Exact copies of all the records are to be printed.

===

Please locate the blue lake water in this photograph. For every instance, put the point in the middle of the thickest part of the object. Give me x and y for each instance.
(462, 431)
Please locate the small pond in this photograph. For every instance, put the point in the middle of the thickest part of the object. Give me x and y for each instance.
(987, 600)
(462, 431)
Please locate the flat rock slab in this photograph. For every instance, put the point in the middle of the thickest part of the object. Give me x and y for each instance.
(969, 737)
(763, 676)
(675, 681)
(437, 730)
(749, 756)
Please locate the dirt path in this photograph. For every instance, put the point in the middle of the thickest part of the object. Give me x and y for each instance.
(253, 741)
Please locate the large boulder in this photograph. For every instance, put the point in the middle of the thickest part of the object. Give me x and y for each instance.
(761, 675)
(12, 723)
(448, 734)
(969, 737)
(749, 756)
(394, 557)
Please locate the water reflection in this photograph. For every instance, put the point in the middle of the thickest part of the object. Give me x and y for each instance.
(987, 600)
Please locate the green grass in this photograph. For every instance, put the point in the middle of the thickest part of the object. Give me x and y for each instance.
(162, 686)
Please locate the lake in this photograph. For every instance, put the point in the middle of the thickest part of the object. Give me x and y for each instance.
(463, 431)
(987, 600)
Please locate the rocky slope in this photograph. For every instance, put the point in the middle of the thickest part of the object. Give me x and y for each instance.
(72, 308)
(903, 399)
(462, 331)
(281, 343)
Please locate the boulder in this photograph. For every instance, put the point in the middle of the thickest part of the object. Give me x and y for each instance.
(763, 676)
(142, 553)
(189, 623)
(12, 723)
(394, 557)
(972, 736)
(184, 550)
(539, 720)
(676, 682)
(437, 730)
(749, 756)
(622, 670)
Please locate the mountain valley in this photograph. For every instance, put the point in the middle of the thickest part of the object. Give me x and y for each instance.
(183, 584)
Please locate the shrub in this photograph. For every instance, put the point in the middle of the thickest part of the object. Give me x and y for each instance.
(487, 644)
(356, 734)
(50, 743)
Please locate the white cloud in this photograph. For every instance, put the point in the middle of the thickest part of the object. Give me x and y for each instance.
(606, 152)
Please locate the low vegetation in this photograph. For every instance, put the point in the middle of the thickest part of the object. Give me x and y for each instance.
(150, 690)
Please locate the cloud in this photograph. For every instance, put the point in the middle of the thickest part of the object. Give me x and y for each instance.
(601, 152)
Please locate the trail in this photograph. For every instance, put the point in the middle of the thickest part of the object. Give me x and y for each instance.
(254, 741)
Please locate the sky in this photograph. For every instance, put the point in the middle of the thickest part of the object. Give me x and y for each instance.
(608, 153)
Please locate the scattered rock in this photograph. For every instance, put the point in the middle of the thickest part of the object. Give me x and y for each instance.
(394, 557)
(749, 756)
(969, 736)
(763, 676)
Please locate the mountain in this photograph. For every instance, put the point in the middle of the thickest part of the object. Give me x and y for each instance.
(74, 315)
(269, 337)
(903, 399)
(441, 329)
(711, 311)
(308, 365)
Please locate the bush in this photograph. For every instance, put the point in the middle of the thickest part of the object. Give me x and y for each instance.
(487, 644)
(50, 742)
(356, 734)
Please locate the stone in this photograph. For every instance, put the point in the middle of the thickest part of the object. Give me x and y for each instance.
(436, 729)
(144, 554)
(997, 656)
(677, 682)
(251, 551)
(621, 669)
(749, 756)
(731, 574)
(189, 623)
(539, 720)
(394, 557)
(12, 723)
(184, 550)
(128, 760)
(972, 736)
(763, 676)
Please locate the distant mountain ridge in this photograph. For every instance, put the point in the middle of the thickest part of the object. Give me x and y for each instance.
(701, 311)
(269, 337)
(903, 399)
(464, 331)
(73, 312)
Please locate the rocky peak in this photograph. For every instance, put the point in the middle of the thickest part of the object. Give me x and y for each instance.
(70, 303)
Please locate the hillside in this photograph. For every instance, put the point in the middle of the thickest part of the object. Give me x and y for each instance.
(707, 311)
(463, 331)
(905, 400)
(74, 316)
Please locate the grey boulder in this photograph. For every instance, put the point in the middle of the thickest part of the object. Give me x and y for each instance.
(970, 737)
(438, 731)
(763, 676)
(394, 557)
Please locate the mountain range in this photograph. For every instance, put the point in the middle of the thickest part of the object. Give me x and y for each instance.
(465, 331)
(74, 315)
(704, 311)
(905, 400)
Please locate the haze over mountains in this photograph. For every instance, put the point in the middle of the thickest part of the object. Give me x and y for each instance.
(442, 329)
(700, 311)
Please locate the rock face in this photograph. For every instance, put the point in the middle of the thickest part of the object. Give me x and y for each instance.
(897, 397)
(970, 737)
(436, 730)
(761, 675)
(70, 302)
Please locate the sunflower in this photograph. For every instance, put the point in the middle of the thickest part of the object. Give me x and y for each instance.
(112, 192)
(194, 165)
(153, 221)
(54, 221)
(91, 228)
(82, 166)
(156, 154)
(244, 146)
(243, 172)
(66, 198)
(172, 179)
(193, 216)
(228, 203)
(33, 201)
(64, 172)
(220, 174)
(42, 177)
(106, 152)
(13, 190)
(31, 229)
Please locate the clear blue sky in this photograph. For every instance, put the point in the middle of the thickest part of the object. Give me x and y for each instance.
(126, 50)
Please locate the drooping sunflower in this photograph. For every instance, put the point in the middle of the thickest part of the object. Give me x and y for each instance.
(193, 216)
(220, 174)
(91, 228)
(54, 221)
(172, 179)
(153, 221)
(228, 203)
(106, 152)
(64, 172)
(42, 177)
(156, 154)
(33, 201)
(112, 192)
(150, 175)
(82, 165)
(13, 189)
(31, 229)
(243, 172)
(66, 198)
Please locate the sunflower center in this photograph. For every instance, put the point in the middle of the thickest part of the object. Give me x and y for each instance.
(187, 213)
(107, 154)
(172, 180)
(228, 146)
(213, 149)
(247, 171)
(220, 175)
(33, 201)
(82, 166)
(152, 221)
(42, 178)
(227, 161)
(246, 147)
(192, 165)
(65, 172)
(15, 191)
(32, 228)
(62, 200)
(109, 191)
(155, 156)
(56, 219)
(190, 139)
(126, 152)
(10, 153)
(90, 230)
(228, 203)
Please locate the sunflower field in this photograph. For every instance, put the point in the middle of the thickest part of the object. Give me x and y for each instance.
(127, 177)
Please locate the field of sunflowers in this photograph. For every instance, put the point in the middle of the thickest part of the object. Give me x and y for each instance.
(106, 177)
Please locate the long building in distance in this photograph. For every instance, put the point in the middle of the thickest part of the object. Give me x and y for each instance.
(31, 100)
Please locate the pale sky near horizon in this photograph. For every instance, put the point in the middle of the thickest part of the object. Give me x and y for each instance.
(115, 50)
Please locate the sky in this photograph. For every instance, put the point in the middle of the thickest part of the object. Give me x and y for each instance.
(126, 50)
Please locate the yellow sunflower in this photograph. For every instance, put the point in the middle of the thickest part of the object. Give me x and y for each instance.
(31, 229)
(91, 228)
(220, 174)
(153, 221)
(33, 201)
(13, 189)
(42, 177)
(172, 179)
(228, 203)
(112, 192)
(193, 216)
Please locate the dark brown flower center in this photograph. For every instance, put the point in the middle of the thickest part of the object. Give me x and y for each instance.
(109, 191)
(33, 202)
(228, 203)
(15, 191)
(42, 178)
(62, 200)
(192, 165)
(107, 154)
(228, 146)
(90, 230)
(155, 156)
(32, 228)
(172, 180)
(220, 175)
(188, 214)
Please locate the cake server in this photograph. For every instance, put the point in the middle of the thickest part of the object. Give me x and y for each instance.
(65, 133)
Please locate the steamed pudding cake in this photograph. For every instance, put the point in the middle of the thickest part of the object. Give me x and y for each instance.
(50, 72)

===

Reply:
Please locate the blue lake water in this photograph. For every instance, put the point in the middle of the thickest part of the object. Give me x and y for each instance.
(462, 431)
Please locate the small pond in this photograph. For every instance, put the point in the middle of the thickest part of the object. Give me x and y for each instance.
(987, 600)
(462, 431)
Please locate the flat rock slab in this photograph. For every instance, put the point in the middle of the thickest part of the object. Give me x and y for each instance.
(969, 737)
(763, 676)
(675, 681)
(437, 730)
(749, 756)
Please locate the dirt path in this photograph. For every instance, put the point in the middle of the thickest part of the object. Give me x and y for each instance.
(253, 741)
Please locate the large boulder in this photograph. For every instance, put the point in the middle of the thickest part of the object. Give me x and y for each instance.
(761, 675)
(12, 723)
(448, 734)
(969, 737)
(749, 756)
(394, 557)
Please locate the water reflection in this photograph. For every instance, put the point in the middle of the thickest part of the object. Give me x and y for each instance.
(987, 600)
Please locate the green grass in this photograph. For every instance, put the point in the middle of the thickest part of the object. Give me x and y for each instance.
(162, 686)
Please locate the lake in this photograph. For every instance, put the point in the middle of the thickest part of the object. Give me x and y for each instance.
(463, 431)
(987, 600)
Please locate the rocky slope in this photograph. For every instance, put the point in the middle of the thickest part of the object. Give me x and y for each instance.
(72, 308)
(903, 399)
(462, 331)
(281, 343)
Please locate the boulder in this photograph. For every instance, put the point in the middle of the thickest part of the object. Give me x and y for each instance.
(763, 676)
(142, 553)
(189, 623)
(12, 723)
(394, 557)
(972, 736)
(184, 550)
(539, 720)
(676, 682)
(437, 730)
(749, 756)
(622, 670)
Please locate the mountain valley in this photograph. For every instance, put the point in the middle of the thickest part of the object. Give me x and y for each instance.
(183, 584)
Please locate the shrub in this photograph. For every instance, put the point in the middle of the thickest part of the object. Give me x and y for each instance.
(487, 644)
(356, 734)
(50, 743)
Please locate the white cloud in this photograph. For every instance, put the point in the middle of the thickest part of the object. Give me x and y for each instance.
(606, 152)
Please locate the low vegetation in this photograph. For every instance, put the point in the middle of the thickest part of the object. Give me x and y for each instance.
(150, 690)
Please locate the cloud in this photograph. For every instance, put the point in the middle of the thickest part of the object. Give me x and y for each instance.
(601, 152)
Please locate the trail in this photograph. For every instance, put the point in the middle of the thickest part of the object. Give me x and y for each instance.
(254, 741)
Please locate the sky in this photograph. For every instance, put the point in the middle of the thickest part of the object. Give me x and y for each instance.
(608, 153)
Please locate the scattered rock in this photograph. For every instance, put the point in the middle of the thickest part of the object. Give me x and y for each instance.
(394, 557)
(749, 756)
(969, 736)
(763, 676)
Please locate the mountain in this photograph. For every instance, put the point in the middle of the thickest part of the object. Give me x and y for each instance.
(74, 315)
(269, 337)
(903, 399)
(441, 329)
(711, 311)
(308, 365)
Please locate the bush in this photograph. For every instance, put the point in the middle of the thickest part of the object. Give me x and y for each instance.
(487, 644)
(50, 742)
(356, 734)
Please locate the stone in this photograph. For every instance, put the point in the middle of the thickest part of the object. Give me x and y for each instance.
(436, 729)
(144, 554)
(997, 656)
(677, 682)
(251, 551)
(621, 669)
(749, 756)
(731, 574)
(189, 623)
(539, 720)
(394, 557)
(12, 723)
(184, 550)
(128, 760)
(972, 736)
(763, 676)
Please locate the distant mountain ridge in this photograph. For every instance, put the point in the middle of the thickest part of the object. Give me x and y for each instance.
(701, 311)
(269, 337)
(903, 399)
(464, 331)
(73, 312)
Please locate the rocky peak in this photograph. For every instance, put the point in the middle of the thickest part of the object. Give me x and y for each instance.
(70, 303)
Please locate the hillside in this photograph. For every instance, put the point in the middle of the thickest part of the object. Give me x and y for each instance.
(707, 311)
(463, 331)
(905, 400)
(74, 316)
Please locate the grey boulder in this photograph. For every instance, put the point in the middle of the thickest part of the object. Give me x and y for each instance.
(970, 737)
(438, 731)
(763, 676)
(394, 557)
Please locate the mountain range in this photograph. For every instance, put the point in the middle of the thickest part of the object. Give me x and y for each instance.
(465, 331)
(74, 315)
(704, 311)
(905, 400)
Please locate the haze over mountains in this photograph. For every instance, put the point in the middle of the thickest part of the object. Give me x and y for each instance.
(442, 329)
(700, 311)
Please locate the rock face in this photograph. For every instance, put the point in the middle of the thickest part of the object. Give me x and y for each instance.
(897, 397)
(970, 737)
(436, 730)
(761, 675)
(70, 302)
Please locate the sunflower in this photograph. For every instance, put the point in the middle of the thickest part of the object. Give me x and y for each instance.
(112, 192)
(194, 165)
(153, 221)
(54, 221)
(91, 228)
(82, 166)
(156, 154)
(244, 146)
(243, 172)
(66, 198)
(172, 179)
(193, 216)
(228, 203)
(33, 201)
(64, 172)
(220, 174)
(42, 177)
(106, 152)
(13, 190)
(31, 229)
Please locate the clear blue sky in this photograph. For every instance, put the point in the middle of the thickest part of the object. Give me x and y for each instance.
(126, 50)
Please locate the drooping sunflower in this photograph. For every instance, put the point in the middle of the thickest part of the object. Give me x and y for each instance.
(193, 216)
(220, 174)
(91, 228)
(54, 221)
(172, 179)
(153, 221)
(228, 203)
(106, 152)
(64, 172)
(42, 177)
(156, 154)
(33, 201)
(112, 192)
(150, 175)
(82, 165)
(13, 189)
(31, 229)
(243, 172)
(66, 198)
Please locate the sunflower center in this photograph. For every instance, put the point in the middle of the thickest part of the object. Give me x and y for each instance.
(187, 213)
(107, 154)
(172, 180)
(228, 146)
(213, 149)
(247, 171)
(220, 175)
(33, 201)
(82, 166)
(152, 221)
(42, 178)
(227, 161)
(246, 147)
(192, 165)
(65, 172)
(15, 191)
(32, 228)
(62, 200)
(109, 191)
(155, 156)
(56, 219)
(190, 139)
(126, 152)
(10, 153)
(90, 230)
(228, 203)
Please locate the sunflower field in this photograph. For every instance, put the point in the middle of the thickest part of the object. Give me x and y for each instance.
(127, 177)
Please locate the field of sunflowers in this photograph. For every instance, put the point in the middle of the thickest part of the object. Give me x and y for each instance.
(106, 177)
Please locate the long building in distance in this photograph. For every instance, put the point in the middle of the thickest part of the object. Give me x and y for each instance.
(31, 100)
Please locate the pale sky near horizon in this photograph. For every instance, put the point in the middle of the thickest part of the object. Give me x and y for each instance.
(115, 50)
Please locate the sky in this photograph. For every instance, put the point in the middle of the thickest part of the object. Give me x and y for each instance.
(126, 50)
Please locate the yellow sunflower in this photograph. For every instance, put the point in the middle of the thickest part of the object. Give me x and y for each instance.
(31, 229)
(91, 228)
(220, 174)
(153, 221)
(33, 201)
(13, 189)
(42, 177)
(172, 179)
(228, 203)
(112, 192)
(193, 216)
Please locate the dark brown flower center in this photograph. For every instance, put the point in the middle of the thickest part of the object. Give me x and y for each instance.
(109, 191)
(33, 202)
(228, 203)
(15, 191)
(42, 178)
(62, 200)
(192, 165)
(107, 154)
(228, 146)
(90, 230)
(155, 156)
(32, 228)
(172, 180)
(220, 175)
(188, 214)
Please locate the cake server in this photograph. For every instance, put the point in the middle of the thickest part of the object. Give me x and y for each instance.
(65, 133)
Please locate the steamed pudding cake in this photograph. For every instance, put the point in the middle of the thickest part of the object. Give me x and y for each instance.
(50, 72)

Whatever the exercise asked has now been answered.